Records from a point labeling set
>>
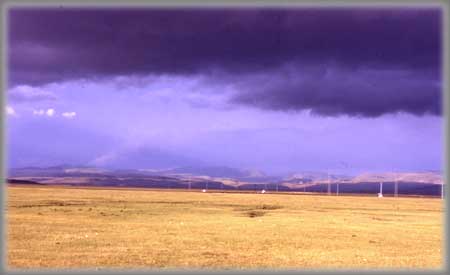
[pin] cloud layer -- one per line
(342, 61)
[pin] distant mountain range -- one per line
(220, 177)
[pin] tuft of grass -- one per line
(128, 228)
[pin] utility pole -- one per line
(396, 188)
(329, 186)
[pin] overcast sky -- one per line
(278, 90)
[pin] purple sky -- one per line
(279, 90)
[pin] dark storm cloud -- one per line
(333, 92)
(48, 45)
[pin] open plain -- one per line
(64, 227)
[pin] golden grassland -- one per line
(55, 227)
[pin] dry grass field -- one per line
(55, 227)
<<
### [Stated goal]
Turn every line of the data above into a numbered list, skipping any blank lines. Leave the pictures out of your answer.

### [Answer to the task]
1. [pin] cloud layer -- one per line
2. (342, 61)
3. [pin] distant mountain range -- one per line
4. (220, 177)
5. [pin] tuft of grass -- one per line
6. (128, 228)
7. [pin] utility pole -- one per line
8. (396, 188)
9. (329, 186)
10. [pin] overcast sky -- one per line
11. (278, 90)
12. [pin] purple sky -- one per line
13. (279, 90)
14. [pin] dark storm cloud -- one per line
15. (333, 92)
16. (48, 45)
17. [pin] open plain -- one per line
18. (64, 227)
19. [pin] golden grassland -- one per line
20. (55, 227)
21. [pin] dry grass field -- one per line
22. (55, 227)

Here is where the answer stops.